PROBLEM TO WORK ON: Rewrite every line of the records below as a numbered list, skipping any blank lines and leaving the pictures out.

--

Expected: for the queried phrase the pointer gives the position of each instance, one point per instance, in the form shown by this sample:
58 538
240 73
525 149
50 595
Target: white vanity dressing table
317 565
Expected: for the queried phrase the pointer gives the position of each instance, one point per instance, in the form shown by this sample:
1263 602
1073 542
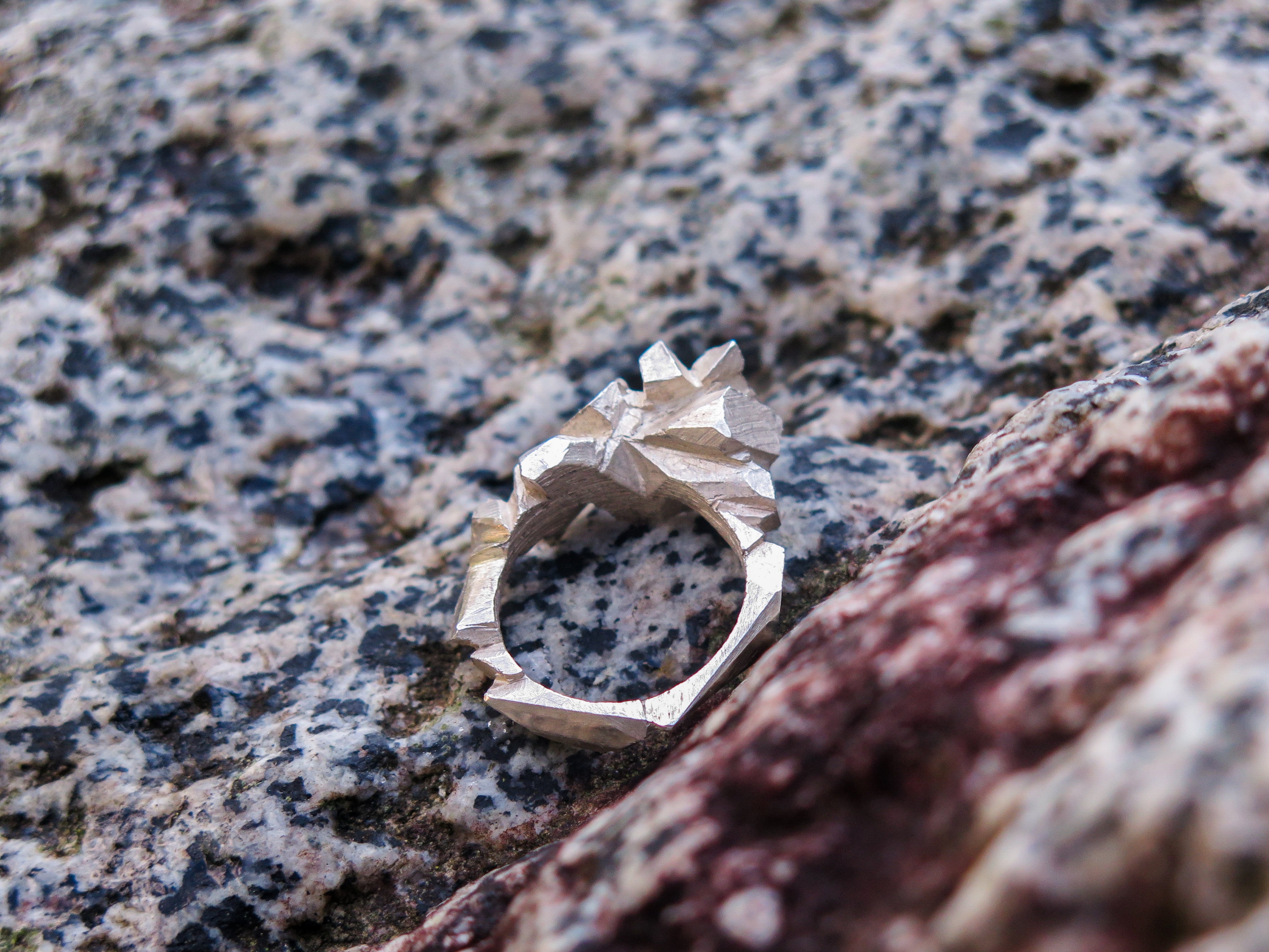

--

SOLUTION BELOW:
1. Expected: for the queried phrase the pointer gives the position of each instance, one point per instance, in the form shown by this sample:
2. 58 538
3. 240 73
4. 525 149
5. 50 595
6. Target: white vanity dressing table
7. 317 565
8. Expected: for the queried phrase the pointer gives the position of each instance, one point per instance, in the form shown by this sample:
9. 1263 602
10. 1073 542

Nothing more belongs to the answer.